*EXERCISE INSTRUCTIONS*:
Please update the material from the line containing "point: brown speckled" through its end by replacing "green stem" with "plant stem" and changing nothing else. Return only those lines, without the pictures.

*EXTRACTED DATA*:
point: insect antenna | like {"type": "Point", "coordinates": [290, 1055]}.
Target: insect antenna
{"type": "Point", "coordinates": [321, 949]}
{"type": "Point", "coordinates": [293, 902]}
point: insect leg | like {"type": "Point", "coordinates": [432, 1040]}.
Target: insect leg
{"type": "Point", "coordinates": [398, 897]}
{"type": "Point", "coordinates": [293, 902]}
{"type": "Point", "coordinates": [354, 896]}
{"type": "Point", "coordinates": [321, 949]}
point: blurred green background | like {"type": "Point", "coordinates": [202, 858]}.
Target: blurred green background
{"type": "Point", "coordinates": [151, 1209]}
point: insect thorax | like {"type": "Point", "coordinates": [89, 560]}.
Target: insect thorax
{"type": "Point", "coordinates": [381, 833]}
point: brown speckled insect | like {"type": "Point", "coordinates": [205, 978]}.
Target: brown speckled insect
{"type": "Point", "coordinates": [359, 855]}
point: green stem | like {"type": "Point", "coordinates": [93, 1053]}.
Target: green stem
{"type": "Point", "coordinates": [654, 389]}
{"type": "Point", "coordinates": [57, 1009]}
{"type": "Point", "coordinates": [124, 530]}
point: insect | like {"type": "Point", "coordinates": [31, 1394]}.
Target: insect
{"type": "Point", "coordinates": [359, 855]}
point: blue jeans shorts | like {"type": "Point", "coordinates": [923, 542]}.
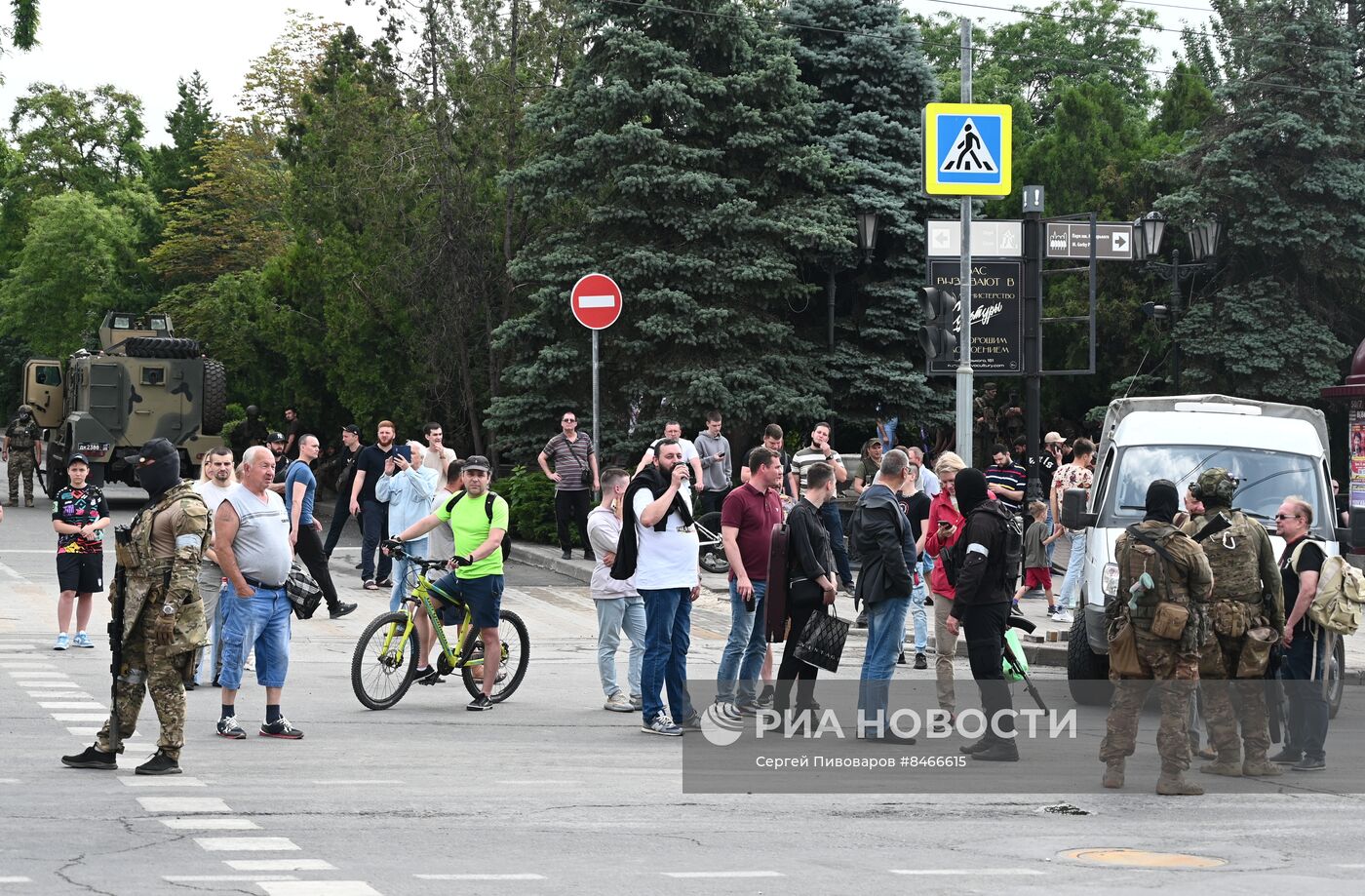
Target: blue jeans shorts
{"type": "Point", "coordinates": [484, 596]}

*COMPLETE RESPONSE*:
point: brown speckled insect | like {"type": "Point", "coordinates": [205, 978]}.
Target: brown speckled insect
{"type": "Point", "coordinates": [359, 855]}
point: plant stem | like {"type": "Point", "coordinates": [93, 1053]}.
Target: plant stem
{"type": "Point", "coordinates": [654, 389]}
{"type": "Point", "coordinates": [57, 1009]}
{"type": "Point", "coordinates": [124, 530]}
point: insect | like {"type": "Point", "coordinates": [31, 1394]}.
Target: insect
{"type": "Point", "coordinates": [359, 855]}
point: blue jeans shorts | like {"type": "Point", "coordinates": [923, 542]}.
Target: blue jeans shorts
{"type": "Point", "coordinates": [484, 596]}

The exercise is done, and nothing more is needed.